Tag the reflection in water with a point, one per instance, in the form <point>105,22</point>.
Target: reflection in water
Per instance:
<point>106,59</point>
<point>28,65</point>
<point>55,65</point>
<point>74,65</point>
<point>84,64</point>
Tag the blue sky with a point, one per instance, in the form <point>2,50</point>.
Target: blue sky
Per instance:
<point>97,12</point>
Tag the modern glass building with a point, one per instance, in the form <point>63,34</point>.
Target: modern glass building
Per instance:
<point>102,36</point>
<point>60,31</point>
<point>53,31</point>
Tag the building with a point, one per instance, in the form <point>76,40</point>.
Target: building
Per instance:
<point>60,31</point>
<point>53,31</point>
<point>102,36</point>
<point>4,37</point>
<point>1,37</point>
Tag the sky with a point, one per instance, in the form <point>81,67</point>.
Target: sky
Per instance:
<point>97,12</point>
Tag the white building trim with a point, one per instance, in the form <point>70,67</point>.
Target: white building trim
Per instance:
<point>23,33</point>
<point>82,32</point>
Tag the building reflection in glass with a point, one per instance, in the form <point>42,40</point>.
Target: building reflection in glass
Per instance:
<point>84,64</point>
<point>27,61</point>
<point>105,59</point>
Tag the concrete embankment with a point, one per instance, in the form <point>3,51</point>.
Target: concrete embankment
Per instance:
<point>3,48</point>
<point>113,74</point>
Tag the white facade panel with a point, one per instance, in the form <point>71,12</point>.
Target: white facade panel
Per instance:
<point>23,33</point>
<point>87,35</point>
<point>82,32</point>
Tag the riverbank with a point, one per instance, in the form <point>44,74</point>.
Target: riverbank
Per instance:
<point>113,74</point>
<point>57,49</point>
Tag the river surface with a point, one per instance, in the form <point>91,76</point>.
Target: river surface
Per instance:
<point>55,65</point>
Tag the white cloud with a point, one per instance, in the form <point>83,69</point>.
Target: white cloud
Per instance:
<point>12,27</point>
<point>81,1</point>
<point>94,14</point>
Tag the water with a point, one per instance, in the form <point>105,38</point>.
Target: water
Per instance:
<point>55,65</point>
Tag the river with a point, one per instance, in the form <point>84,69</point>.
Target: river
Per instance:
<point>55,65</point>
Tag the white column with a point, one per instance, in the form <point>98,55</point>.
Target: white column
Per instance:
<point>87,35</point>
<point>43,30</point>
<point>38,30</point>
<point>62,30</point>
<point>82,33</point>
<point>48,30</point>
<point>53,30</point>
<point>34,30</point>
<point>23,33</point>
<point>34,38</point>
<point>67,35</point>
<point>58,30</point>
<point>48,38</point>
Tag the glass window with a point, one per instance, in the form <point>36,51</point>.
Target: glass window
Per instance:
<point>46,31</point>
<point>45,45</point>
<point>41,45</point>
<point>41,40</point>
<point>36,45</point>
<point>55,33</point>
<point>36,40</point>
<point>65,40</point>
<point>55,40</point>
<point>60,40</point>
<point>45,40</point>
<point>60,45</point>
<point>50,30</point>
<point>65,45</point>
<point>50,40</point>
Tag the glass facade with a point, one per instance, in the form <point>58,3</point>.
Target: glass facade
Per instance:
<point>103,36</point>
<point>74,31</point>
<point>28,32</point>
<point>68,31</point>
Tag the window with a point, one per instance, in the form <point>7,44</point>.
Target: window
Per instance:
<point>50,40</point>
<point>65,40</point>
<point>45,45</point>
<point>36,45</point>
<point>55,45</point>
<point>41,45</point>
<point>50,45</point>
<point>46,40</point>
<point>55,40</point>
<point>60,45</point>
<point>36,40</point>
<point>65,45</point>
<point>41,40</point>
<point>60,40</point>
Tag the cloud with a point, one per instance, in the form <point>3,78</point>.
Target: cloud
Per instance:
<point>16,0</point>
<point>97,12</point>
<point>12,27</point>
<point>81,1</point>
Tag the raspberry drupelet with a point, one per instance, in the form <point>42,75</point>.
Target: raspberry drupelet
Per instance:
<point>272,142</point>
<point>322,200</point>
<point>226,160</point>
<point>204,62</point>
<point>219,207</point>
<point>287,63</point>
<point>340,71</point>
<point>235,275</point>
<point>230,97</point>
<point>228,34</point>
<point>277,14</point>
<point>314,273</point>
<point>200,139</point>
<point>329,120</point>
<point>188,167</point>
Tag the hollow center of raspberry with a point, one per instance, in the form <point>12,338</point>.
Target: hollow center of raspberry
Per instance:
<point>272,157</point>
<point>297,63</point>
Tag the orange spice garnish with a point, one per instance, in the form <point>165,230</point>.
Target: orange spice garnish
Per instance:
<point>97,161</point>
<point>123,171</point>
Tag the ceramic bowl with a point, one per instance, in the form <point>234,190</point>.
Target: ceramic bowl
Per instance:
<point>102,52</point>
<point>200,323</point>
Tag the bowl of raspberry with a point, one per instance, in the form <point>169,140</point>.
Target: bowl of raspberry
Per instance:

> **Objective**
Exactly reproduce the material above.

> **Answer to this exercise**
Tag the reflection in water with a point, one per instance, in the form <point>105,22</point>.
Target: reflection in water
Per instance:
<point>106,59</point>
<point>28,65</point>
<point>55,65</point>
<point>74,65</point>
<point>84,64</point>
Tag the blue sky with a point, one per instance, in the form <point>2,50</point>.
Target: blue sky
Per instance:
<point>97,12</point>
Tag the modern glass building with a point, one per instance, in the form <point>63,34</point>.
Target: modern glass building
Per instance:
<point>102,36</point>
<point>60,31</point>
<point>53,31</point>
Tag the building with a point, one per instance, in the form <point>76,40</point>.
Target: building
Per instance:
<point>60,31</point>
<point>53,31</point>
<point>102,36</point>
<point>4,37</point>
<point>1,37</point>
Tag the sky with a point, one per instance, in the form <point>81,67</point>.
Target: sky
Per instance:
<point>97,12</point>
Tag the white building trim with a point, one per instance, in the form <point>70,67</point>.
Target: white building trim
Per instance:
<point>23,33</point>
<point>82,32</point>
Tag the building reflection in glass with a point, one per instance, in the form <point>42,40</point>.
Target: building reflection in glass
Per instance:
<point>84,64</point>
<point>27,61</point>
<point>105,59</point>
Tag the concrete embankment with a point, one per instance, in the form <point>3,51</point>.
Target: concrete embankment
Per instance:
<point>3,48</point>
<point>113,74</point>
Tag the white facade panel with a point, one per instance, in the form <point>71,12</point>.
Target: white facade panel
Per instance:
<point>23,33</point>
<point>87,35</point>
<point>82,32</point>
Tag the riverbank with a point, one per instance, in the form <point>44,74</point>.
Target: riverbank
Per instance:
<point>113,74</point>
<point>57,49</point>
Tag the river surface with a point, one per instance, in the form <point>91,76</point>.
Target: river surface
Per instance:
<point>55,65</point>
Tag the white cloud with a point, one per instance, in the form <point>83,69</point>.
Target: white cloud
Per instance:
<point>12,27</point>
<point>81,1</point>
<point>94,14</point>
Tag the water with a point, one per instance, in the form <point>105,38</point>.
Target: water
Per instance:
<point>55,65</point>
Tag the river with a point, one per instance, in the form <point>84,69</point>.
Target: river
Per instance:
<point>55,65</point>
Tag the white column with a point, one per instance, in the form <point>98,55</point>.
Target: white column
Per instance:
<point>87,35</point>
<point>43,30</point>
<point>38,30</point>
<point>62,30</point>
<point>82,33</point>
<point>48,30</point>
<point>53,30</point>
<point>34,30</point>
<point>23,33</point>
<point>34,38</point>
<point>67,35</point>
<point>58,30</point>
<point>48,38</point>
Tag the glass window with a point, one per instance, in the form <point>36,51</point>.
Target: glass window
Per instance:
<point>46,31</point>
<point>45,45</point>
<point>41,45</point>
<point>41,40</point>
<point>36,45</point>
<point>55,33</point>
<point>36,40</point>
<point>65,40</point>
<point>55,40</point>
<point>60,40</point>
<point>45,40</point>
<point>60,45</point>
<point>50,30</point>
<point>65,45</point>
<point>50,40</point>
Tag the glass facade with a point, one per instance, in the form <point>58,3</point>.
Target: glass facade
Per instance:
<point>103,36</point>
<point>74,31</point>
<point>28,32</point>
<point>68,31</point>
Tag the window with a point, one per instance, in the form <point>7,44</point>.
Target: window
Per instance:
<point>50,40</point>
<point>65,40</point>
<point>45,45</point>
<point>36,45</point>
<point>55,45</point>
<point>41,45</point>
<point>50,45</point>
<point>46,40</point>
<point>55,40</point>
<point>60,45</point>
<point>36,40</point>
<point>65,45</point>
<point>41,40</point>
<point>60,40</point>
Tag the cloud with a point, one per instance, in the form <point>3,78</point>.
Target: cloud
Per instance:
<point>16,0</point>
<point>97,12</point>
<point>12,27</point>
<point>81,1</point>
Tag the raspberry drupelet with a point, one per instance, in the form <point>42,75</point>.
Target: raspberry drupelet
Per instance:
<point>272,142</point>
<point>322,200</point>
<point>226,160</point>
<point>204,62</point>
<point>219,207</point>
<point>287,63</point>
<point>340,71</point>
<point>235,275</point>
<point>230,97</point>
<point>228,34</point>
<point>277,14</point>
<point>314,273</point>
<point>200,139</point>
<point>329,120</point>
<point>188,167</point>
Tag the hollow center of raspberry with a point, one per instance, in the form <point>12,338</point>.
Target: hollow center of raspberry
Per instance:
<point>272,157</point>
<point>297,63</point>
Tag the orange spice garnish with a point, one per instance, in the form <point>165,230</point>.
Target: orange spice garnish
Per instance:
<point>97,161</point>
<point>123,171</point>
Tag the ceramic bowl with a point, one per instance, in the form <point>234,190</point>.
Target: ceramic bowl
Per instance:
<point>102,52</point>
<point>200,323</point>
Tag the bowl of raspberry with a point, one per instance, in the form <point>169,140</point>.
Target: bowl of raspberry
Per instance:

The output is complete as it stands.